-- Start Extract provided --
As adults, we should be able to carry on decent conversations. You know, a healthy conversation with thoughtful questions and honest responses? I’m not perfect, but here are some lessons I’ve learned that I try to implement when talking to all people: 

Start By Asking Thoughtful, Open-Ended Questions

No one is inherently and forever bad at conversations. It’s a choice and it’s a skill. I’ve learned I have to keep making an effort. It’s about thinking outside yourself and asking questions about the other person’s life, interests, ideas, and world. Ask questions you would like to be asked. 

Also, ask open-ended questions that allow the person responding to craft a longer response. Open-ended means they are questions that can’t be answered with a simple yes or no. Those are called closed questions. For example: “Did you drive to work today?” is a closed question. But “How did you choose your car?” is an open-ended question. (Tip: questions that start with, “why” “how” or “what do you think about” are always open-ended questions.)
-- End Extract provided --
-- Start Dataset entries --
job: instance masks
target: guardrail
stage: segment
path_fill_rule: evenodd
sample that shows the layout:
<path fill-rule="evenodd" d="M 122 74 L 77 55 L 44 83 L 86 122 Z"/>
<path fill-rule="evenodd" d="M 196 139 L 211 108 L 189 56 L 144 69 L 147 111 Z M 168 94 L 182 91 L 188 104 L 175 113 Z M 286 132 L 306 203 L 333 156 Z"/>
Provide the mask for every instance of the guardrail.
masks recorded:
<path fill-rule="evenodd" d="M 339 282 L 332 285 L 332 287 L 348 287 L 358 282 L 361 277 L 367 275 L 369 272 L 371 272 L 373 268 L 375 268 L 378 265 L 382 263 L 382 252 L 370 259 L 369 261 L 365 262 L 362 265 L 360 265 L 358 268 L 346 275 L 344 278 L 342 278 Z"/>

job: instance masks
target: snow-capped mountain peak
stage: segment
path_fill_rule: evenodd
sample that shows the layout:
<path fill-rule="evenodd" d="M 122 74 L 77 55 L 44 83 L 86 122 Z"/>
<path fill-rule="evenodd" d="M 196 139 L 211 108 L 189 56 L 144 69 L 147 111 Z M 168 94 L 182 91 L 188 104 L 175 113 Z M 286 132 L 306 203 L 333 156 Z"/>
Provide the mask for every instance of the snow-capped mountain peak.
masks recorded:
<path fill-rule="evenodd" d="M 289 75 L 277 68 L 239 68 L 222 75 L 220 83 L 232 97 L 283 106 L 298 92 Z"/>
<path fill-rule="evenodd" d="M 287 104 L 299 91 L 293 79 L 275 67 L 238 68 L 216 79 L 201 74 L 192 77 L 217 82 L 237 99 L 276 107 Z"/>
-- End Dataset entries --
-- Start Dataset entries --
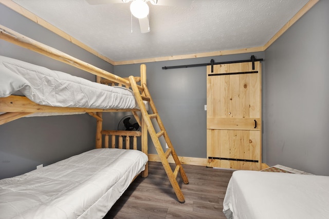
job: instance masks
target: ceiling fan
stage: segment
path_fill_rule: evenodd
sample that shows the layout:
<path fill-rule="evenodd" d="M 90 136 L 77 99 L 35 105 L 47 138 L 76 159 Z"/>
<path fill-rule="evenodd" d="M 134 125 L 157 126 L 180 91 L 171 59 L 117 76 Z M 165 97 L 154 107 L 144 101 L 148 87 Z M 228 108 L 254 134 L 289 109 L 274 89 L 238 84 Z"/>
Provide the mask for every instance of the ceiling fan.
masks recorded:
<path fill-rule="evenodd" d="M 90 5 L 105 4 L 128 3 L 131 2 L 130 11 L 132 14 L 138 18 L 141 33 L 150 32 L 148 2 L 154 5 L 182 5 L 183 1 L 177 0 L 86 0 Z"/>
-- End Dataset entries --
-- Start Dataset entries --
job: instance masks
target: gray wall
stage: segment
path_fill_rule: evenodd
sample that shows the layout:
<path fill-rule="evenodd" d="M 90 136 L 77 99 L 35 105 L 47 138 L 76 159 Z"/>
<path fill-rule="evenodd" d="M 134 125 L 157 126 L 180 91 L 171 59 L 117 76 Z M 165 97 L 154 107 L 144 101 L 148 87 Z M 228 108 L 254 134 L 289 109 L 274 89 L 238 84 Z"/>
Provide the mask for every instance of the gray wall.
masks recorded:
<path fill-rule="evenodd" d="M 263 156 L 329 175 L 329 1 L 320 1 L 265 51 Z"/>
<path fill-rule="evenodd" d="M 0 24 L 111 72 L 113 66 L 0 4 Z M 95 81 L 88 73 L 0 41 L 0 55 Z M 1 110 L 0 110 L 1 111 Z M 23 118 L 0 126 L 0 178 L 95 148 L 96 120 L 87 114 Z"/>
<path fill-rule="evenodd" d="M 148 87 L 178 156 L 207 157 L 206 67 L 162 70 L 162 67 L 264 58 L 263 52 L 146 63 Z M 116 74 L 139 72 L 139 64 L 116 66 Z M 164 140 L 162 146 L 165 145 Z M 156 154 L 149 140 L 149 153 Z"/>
-- End Dataset entries --
-- What you are asked to do --
Can you extend the piece on holding good conversations, picking up right after its tip about open-ended questions?

-- Expected output --
Follow Up With More Questions

You’ve probably heard of the movie Hitch, starring Eva Mendez and Will Smith, right? At the beginning of the movie, Will Smith’s character is teaching men how to talk and relate to women. One of his basic principles is: “Listen to what she is saying and respond.” This applies to any good conversation.

Pay attention and listen when someone is talking, so you can actually respond back with another question or comment. It’s as simple as that: listen and respond.

Learn To Share About Yourself

Hopefully, during conversation, each person will ask the other one questions. But that doesn’t always happen. If you’ve been asking lots of questions and received none, feel free to share something about yourself.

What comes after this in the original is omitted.